Given records Block Start

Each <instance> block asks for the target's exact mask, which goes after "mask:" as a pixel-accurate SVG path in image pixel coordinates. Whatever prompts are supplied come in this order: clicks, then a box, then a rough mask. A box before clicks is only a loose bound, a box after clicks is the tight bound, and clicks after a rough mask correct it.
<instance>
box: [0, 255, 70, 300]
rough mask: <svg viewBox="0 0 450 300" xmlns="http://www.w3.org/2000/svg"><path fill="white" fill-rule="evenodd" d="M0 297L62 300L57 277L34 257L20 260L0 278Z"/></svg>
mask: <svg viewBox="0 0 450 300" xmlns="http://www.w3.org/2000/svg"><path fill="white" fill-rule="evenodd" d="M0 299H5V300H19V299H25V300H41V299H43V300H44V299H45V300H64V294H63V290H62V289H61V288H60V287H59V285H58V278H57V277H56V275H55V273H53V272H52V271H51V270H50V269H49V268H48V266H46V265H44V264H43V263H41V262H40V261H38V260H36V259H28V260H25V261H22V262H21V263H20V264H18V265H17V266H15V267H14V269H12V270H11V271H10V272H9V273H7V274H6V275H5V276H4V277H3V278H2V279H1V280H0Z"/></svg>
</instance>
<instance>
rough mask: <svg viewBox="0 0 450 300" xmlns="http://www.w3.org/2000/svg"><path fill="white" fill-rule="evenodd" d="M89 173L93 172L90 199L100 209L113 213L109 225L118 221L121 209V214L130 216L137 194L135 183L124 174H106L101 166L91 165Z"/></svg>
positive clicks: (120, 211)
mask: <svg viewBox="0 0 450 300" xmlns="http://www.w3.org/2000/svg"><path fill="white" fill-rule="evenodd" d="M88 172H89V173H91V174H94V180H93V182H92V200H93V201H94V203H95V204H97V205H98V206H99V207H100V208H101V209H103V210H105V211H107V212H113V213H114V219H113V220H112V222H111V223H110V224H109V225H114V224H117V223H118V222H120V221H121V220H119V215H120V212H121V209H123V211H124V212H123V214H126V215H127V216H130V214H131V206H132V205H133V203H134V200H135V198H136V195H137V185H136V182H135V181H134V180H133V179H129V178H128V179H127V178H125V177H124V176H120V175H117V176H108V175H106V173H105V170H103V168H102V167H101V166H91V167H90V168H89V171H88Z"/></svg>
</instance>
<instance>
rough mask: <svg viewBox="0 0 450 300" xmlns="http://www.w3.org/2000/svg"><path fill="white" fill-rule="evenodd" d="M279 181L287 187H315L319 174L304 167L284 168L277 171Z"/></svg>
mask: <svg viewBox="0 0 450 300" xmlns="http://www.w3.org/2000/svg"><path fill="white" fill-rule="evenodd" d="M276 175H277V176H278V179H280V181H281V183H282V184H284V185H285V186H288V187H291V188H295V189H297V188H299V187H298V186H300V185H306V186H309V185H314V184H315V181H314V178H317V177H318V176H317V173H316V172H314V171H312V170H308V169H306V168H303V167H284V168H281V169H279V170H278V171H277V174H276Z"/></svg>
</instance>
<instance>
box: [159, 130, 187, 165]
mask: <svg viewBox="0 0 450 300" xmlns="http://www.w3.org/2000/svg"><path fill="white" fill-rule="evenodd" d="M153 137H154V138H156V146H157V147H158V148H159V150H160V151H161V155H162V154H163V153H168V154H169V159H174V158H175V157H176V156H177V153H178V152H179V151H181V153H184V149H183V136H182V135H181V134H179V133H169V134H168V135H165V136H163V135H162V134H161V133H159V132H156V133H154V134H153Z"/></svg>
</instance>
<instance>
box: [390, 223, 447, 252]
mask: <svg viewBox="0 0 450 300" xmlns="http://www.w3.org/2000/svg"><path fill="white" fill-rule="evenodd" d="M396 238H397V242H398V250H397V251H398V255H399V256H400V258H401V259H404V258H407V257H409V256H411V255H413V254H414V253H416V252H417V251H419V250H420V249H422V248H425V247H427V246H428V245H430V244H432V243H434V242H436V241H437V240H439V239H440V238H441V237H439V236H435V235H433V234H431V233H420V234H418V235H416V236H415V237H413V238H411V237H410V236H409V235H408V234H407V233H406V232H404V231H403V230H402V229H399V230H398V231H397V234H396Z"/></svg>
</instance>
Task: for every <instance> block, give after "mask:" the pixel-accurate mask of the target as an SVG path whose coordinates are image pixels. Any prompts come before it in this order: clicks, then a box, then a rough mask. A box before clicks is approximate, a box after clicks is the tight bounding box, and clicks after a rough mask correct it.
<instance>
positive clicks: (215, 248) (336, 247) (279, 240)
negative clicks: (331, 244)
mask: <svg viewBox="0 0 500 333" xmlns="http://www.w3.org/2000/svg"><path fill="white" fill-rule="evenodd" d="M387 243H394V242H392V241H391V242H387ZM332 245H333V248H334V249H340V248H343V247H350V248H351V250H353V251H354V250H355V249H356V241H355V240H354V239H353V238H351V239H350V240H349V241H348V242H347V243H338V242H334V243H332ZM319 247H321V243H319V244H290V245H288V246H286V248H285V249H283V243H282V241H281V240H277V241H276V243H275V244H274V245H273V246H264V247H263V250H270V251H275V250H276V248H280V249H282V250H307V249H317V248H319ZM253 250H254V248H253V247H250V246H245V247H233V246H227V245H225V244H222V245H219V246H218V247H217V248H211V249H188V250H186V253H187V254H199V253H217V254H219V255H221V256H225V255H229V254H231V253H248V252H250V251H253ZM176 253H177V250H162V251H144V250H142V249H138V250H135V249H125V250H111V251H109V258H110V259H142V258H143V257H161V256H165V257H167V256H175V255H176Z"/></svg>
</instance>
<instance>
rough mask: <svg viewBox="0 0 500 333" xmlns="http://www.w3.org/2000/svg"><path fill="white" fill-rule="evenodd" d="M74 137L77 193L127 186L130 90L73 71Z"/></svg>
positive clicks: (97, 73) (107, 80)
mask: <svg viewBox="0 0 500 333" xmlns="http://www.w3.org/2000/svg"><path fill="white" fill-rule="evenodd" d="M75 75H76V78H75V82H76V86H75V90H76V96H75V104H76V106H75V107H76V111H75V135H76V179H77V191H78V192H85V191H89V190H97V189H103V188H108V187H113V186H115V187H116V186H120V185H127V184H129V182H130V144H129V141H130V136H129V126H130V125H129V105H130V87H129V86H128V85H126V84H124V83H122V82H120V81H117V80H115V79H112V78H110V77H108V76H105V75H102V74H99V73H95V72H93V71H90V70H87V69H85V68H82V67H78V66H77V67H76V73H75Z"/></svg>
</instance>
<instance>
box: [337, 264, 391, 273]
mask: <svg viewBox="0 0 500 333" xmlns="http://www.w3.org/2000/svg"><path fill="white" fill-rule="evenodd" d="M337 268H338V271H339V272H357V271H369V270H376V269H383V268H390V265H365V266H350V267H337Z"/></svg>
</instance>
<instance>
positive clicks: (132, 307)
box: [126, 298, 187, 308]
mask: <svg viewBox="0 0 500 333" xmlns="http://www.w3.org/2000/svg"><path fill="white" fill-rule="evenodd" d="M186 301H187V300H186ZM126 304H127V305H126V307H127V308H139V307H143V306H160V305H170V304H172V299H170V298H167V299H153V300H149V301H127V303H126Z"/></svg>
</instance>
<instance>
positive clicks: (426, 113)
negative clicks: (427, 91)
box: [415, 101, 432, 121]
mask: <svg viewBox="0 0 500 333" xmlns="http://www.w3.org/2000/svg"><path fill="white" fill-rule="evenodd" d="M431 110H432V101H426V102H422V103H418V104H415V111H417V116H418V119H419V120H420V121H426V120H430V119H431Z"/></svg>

Given records Block End
Given records Block Start

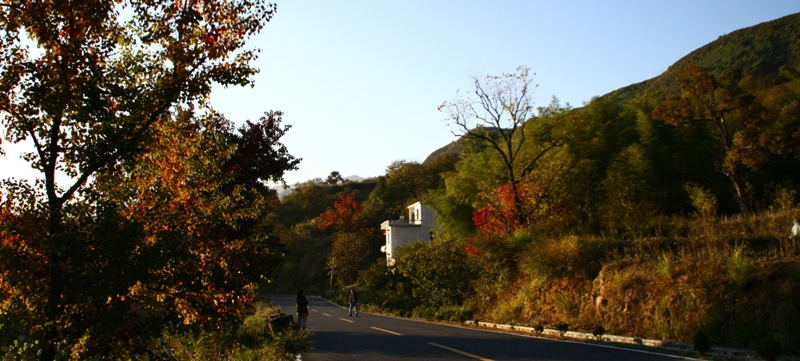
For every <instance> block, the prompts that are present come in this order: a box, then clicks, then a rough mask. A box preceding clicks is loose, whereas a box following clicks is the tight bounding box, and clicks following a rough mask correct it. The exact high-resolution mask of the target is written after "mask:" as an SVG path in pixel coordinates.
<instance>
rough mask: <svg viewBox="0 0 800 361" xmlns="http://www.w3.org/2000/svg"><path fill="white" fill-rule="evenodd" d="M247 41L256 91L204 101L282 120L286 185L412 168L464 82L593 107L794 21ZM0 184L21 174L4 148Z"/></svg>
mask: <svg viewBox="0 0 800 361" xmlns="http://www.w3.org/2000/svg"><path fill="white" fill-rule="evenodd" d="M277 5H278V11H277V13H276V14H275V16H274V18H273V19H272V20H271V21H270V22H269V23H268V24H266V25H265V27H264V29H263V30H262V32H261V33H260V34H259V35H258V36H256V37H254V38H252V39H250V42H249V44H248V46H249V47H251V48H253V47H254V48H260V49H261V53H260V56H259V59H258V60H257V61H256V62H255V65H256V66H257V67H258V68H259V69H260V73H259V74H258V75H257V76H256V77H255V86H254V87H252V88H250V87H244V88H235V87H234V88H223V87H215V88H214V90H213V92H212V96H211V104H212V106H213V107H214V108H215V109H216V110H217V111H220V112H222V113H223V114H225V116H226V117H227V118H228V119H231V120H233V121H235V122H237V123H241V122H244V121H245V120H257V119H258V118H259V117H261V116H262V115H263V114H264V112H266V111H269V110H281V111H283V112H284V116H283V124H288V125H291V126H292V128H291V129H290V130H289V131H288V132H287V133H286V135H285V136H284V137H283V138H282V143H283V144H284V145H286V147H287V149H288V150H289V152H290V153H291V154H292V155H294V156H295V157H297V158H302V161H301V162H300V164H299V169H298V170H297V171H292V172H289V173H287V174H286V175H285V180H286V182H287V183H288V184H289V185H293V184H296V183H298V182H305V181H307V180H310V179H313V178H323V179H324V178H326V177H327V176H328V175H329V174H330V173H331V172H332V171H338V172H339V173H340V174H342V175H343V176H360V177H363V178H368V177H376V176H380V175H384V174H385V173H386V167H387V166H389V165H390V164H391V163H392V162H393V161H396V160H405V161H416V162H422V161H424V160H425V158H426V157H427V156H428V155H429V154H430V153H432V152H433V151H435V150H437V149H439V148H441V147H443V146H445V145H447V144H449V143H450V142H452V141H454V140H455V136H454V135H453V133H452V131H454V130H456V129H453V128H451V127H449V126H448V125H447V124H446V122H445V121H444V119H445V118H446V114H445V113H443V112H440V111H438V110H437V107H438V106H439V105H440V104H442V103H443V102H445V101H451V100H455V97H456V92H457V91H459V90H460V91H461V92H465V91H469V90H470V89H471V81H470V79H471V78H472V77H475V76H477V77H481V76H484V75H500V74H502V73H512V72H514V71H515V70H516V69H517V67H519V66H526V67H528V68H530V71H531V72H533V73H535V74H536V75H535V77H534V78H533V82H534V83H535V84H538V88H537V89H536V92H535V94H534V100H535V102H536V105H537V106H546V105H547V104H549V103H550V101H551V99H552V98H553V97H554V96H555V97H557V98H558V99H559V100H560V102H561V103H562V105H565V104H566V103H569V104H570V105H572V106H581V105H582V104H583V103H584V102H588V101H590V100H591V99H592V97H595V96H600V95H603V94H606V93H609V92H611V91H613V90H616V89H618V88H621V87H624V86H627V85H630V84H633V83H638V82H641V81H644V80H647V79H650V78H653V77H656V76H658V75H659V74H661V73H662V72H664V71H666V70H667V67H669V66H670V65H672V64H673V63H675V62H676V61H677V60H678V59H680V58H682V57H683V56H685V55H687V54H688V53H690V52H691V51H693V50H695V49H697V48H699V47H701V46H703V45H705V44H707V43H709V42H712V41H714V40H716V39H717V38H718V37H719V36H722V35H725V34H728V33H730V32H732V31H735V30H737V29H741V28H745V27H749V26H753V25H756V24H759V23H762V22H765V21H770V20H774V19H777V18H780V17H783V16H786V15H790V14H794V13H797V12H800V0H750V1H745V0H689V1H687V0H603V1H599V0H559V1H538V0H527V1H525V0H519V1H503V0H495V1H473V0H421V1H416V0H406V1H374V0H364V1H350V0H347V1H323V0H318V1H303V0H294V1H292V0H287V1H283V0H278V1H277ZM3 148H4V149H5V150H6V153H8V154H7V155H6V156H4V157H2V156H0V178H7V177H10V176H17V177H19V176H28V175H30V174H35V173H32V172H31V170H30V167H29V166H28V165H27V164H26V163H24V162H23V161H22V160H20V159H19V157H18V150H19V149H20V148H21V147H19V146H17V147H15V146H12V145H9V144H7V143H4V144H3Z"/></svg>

Given records Block End

Rewrite the part of the records that opens with the line containing "Each <instance> block" and closes with the line containing "box: [0, 255, 70, 300]", swapping "rough mask" for "coarse mask" and leaving everything else as it is; give only those lines.

Each <instance> block asks for the target's exact mask, which goes after "mask:" as a pixel-accurate SVG path in image pixel coordinates. Whatever prompts are supplied come in this order: clicks, then a box, then a coarse mask. A box before clicks is only a loose bound, a box after clicks is the tight bound, and clicks after a coarse mask correct it.
<instance>
box: [0, 255, 70, 300]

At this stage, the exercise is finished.